JOB A
Count the lines of the records that contain the string "segment", and reply with only that number.

EXCERPTED TEXT
◆ ◆ ◆ ◆ ◆
Third, explore the specific jobs and career paths listed in each of your top three Career Clusters. Keep track of your progress so you know which jobs you liked and which ones you did not.

Importantly, combining Career Clusters with O*NET and the Bureau of Labor Statistics Occupational Outlook Handbook gives you a powerful set of tools to help identify career interests, discern what is required for those careers, and then actually find job postings for those jobs.

Once you have identified a few jobs that you like from your desired Career Cluster, take these jobs to O*NET. Under the “Career Cluster” heading, select the career cluster you are interested in. Once you search for that specific Career Cluster, you will get a list of all the jobs within that cluster. Find the one you want and click on the link. This will provide you a plethora of information regarding the job: salary ranges, day-to-day work experiences, degree requirements, and much more.

Once you have narrowed your search down to a few jobs, you can actually search to see if there are any specific jobs postings within each state. At the bottom of each O*NET job page there is a little button labeled “Find Jobs.” Click on that, and then search for that specific job by state.

Finally, you can also take a specific job and search the Bureau of Labor Statistics Occupational Outlook Handbook in order to identify if the job prospects for that specific position are projected to grow, stay the same, or shrink.

As always, if you want assistance in navigating these tools, please come by the Learning Center and see Brenden Kennedy or call him at 683-7143.
◆ ◆ ◆ ◆ ◆
JOB B
Reproduce the passage on career exploration tools word for word, between "Finally, you can" and "him at 683-7143.", inclusive.
◆ ◆ ◆ ◆ ◆
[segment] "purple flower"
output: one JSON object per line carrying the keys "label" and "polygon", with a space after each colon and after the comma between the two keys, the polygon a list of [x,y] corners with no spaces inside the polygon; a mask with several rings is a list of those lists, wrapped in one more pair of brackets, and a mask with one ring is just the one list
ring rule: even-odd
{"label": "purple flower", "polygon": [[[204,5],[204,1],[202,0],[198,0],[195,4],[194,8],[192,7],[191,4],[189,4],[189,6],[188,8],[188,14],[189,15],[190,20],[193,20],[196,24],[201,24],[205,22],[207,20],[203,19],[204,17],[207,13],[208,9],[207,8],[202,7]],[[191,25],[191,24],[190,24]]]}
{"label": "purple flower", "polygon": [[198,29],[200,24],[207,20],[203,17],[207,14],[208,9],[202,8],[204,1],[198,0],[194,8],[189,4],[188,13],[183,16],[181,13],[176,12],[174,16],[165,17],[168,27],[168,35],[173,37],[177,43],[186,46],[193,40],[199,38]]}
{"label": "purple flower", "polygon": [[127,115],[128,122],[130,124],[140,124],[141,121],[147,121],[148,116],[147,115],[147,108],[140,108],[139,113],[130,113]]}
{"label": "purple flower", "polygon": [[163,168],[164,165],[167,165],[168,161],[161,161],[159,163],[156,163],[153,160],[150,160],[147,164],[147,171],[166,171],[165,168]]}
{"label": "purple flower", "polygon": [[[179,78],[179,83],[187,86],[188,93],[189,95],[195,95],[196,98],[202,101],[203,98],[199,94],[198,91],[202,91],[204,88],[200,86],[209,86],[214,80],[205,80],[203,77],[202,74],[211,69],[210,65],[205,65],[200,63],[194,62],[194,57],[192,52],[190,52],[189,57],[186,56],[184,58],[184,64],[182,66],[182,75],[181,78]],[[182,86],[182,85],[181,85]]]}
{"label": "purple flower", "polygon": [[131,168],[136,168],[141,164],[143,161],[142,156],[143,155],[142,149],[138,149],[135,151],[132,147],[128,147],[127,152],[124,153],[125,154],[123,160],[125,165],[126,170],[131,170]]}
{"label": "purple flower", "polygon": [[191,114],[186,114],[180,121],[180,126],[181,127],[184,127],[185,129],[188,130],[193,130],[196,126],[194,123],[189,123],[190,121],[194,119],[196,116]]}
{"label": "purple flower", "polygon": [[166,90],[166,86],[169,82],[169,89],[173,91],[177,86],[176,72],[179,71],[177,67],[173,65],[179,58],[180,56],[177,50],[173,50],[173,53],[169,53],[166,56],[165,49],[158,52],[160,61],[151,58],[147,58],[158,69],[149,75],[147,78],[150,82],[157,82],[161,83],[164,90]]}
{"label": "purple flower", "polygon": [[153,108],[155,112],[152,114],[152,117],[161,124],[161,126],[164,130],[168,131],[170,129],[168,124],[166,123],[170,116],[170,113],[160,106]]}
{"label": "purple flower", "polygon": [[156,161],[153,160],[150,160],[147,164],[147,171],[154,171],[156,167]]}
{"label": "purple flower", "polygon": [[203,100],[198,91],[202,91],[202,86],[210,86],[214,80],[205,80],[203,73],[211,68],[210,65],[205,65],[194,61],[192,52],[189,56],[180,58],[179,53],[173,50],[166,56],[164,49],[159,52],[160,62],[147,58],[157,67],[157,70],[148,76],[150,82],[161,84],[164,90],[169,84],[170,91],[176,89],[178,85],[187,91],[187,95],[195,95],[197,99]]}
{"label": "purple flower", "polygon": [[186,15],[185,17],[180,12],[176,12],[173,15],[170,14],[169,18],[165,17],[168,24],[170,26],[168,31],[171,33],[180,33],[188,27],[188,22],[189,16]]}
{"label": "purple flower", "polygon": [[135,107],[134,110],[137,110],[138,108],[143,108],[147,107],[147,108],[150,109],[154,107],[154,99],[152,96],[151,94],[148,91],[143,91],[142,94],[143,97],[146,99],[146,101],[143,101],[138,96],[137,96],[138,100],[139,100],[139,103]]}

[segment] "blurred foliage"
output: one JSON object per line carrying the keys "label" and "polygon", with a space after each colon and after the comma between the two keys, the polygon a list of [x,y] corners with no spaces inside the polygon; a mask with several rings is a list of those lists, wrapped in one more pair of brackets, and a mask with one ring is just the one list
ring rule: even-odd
◆ ◆ ◆ ◆ ◆
EXPECTED OUTPUT A
2

EXPECTED OUTPUT B
Finally, you can also take a specific job and search the Bureau of Labor Statistics Occupational Outlook Handbook in order to identify if the job prospects for that specific position are projected to grow, stay the same, or shrink.

As always, if you want assistance in navigating these tools, please come by the Learning Center and see Brenden Kennedy or call him at 683-7143.